* **Your instructions**: In the passage on internal investigations below, what is described as best practice for handling legal advice?

* **Excerpt to read**:
********************

The next important consideration is who, internally, is going to oversee the investigation. This is relevant for legal professional privilege (LPP).
On the current law, only communications between those authorised to seek and receive legal advice will attract LPP. Not every employee of the company who has contact with external lawyers during the investigation will be doing so for the purposes of giving or receiving legal advice.
Some will simply be providing information. Best practice is therefore to have a small group of senior employees (the client group) who will provide and receive legal advice.
Don’t forget legal privilege
In a typical workplace investigation, any legal advice as to the setting up of the investigation will attract LPP. However, the instruction of an external investigator – even if that is a lawyer rather than a HR consultant – will not attract LLP.
In the instance where the primary purpose of an investigation is to provide legal advice or to position the client in relation to potential litigation, then communications with a legally qualified investigator could be privileged.
If it is the case, then every communication with the investigator should be kept and marked as privileged. This, however, is not guarantee that a claim of LPP will be upheld, but it could help in making the case.
Finally, it is worth remembering that in the usual case the investigation report will not be privileged, even if it is produced by an external non-lawyer and sent to a lawyer to comment on.
There are a range of different factors to take into consideration when carrying out an internal investigation. It is crucial to establish a focused investigation, with watertight TOR while simultaneously having an understanding of whether communications attract LLP or not.
A strong infrastructure and investigation toolkit should mitigate mistakes and encourage a smooth and successful investigation.

********************

* **Rows**:
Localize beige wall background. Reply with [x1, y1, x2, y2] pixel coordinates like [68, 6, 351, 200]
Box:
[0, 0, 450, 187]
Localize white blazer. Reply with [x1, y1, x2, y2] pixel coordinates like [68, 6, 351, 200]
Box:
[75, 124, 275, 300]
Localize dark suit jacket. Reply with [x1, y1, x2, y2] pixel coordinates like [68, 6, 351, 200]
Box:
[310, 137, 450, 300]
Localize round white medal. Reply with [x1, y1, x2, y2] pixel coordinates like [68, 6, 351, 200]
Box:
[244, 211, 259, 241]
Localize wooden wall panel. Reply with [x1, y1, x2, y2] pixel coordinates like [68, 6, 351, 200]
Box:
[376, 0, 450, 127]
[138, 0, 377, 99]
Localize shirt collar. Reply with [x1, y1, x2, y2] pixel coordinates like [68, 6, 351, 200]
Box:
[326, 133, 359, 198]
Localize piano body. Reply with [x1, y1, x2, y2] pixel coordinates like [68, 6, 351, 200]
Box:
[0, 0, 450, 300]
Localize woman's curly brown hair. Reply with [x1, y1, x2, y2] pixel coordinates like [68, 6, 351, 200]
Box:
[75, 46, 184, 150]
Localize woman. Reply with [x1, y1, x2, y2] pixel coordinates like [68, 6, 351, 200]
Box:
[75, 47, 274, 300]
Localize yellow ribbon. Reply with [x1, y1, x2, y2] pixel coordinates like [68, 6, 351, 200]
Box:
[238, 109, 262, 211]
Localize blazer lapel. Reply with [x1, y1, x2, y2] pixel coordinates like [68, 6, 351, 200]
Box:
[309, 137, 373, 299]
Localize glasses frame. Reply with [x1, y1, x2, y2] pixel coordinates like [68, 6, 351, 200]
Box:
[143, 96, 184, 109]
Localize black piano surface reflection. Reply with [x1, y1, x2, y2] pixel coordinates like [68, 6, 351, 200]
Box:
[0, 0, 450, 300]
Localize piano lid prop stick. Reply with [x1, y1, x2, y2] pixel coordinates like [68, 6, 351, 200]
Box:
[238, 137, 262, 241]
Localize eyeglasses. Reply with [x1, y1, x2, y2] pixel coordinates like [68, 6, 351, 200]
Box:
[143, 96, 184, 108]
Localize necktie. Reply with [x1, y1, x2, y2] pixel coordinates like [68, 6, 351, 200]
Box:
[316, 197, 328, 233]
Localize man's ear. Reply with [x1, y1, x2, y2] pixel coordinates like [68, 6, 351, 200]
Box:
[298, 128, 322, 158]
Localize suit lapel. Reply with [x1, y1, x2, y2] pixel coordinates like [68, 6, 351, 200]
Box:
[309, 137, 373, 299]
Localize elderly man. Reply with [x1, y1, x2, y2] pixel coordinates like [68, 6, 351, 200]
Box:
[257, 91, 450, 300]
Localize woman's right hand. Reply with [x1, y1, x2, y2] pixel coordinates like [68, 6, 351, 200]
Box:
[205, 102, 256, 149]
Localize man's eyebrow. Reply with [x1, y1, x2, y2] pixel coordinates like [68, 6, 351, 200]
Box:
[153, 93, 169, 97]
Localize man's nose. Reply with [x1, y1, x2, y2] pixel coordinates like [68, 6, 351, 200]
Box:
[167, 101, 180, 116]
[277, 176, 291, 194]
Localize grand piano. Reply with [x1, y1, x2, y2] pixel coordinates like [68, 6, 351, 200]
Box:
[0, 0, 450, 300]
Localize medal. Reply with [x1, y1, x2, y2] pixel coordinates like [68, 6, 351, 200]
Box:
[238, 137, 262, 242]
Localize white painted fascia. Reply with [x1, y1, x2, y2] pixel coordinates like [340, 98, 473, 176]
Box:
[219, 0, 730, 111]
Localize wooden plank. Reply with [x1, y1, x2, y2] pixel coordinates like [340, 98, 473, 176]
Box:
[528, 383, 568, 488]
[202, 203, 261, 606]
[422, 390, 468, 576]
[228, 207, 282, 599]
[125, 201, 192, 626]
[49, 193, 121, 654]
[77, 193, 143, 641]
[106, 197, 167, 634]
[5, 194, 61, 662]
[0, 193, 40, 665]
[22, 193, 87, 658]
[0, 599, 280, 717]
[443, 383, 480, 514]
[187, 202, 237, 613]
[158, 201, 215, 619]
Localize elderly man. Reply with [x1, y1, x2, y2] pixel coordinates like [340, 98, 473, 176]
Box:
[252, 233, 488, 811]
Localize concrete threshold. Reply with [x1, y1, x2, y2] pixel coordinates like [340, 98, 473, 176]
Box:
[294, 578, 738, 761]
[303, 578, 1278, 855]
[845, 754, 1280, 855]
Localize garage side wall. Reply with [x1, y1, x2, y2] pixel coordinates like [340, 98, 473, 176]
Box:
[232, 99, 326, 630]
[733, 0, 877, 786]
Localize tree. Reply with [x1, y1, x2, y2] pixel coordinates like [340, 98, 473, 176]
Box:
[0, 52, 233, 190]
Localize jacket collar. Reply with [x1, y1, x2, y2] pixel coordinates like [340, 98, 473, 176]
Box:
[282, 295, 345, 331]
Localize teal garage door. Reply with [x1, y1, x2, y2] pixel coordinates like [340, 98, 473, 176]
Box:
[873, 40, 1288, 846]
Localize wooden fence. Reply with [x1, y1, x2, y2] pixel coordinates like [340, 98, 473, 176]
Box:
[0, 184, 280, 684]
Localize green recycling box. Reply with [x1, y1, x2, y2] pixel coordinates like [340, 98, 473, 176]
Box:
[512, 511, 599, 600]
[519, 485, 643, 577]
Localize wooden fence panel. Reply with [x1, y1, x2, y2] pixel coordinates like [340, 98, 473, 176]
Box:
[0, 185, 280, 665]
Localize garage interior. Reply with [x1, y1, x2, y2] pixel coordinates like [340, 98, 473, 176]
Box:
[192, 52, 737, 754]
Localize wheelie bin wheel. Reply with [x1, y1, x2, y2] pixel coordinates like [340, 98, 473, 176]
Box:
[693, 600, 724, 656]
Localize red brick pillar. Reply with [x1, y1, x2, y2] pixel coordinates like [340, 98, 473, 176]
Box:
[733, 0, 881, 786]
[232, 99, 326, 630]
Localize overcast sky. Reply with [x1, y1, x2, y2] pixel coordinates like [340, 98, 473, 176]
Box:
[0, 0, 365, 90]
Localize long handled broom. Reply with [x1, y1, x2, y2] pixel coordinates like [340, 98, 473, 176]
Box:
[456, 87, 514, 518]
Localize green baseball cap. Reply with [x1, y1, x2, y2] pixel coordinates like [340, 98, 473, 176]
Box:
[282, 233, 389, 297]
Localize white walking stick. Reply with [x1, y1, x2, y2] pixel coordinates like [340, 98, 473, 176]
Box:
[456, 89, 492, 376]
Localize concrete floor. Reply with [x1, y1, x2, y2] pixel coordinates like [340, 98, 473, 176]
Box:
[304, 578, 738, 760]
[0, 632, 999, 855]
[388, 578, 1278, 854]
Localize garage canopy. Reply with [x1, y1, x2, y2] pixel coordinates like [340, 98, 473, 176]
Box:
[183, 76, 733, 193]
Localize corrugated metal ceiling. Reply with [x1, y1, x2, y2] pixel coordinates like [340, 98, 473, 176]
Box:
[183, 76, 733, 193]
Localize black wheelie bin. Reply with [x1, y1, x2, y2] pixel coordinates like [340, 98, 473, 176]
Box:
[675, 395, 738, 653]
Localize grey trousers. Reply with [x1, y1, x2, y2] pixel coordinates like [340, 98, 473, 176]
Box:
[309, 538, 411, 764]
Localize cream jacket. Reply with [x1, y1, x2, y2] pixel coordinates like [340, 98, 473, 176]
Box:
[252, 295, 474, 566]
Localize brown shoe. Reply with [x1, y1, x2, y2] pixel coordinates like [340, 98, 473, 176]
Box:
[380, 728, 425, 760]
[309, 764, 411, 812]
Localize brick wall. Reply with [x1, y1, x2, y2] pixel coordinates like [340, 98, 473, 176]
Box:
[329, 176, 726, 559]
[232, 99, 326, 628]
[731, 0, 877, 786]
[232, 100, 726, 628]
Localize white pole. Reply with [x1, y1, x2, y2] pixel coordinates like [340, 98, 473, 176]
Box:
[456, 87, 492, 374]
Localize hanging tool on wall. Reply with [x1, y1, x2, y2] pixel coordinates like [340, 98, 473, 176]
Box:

********************

* **Result of the task**: Best practice is to have a small group of senior employees, called the client group, who will provide and receive legal advice.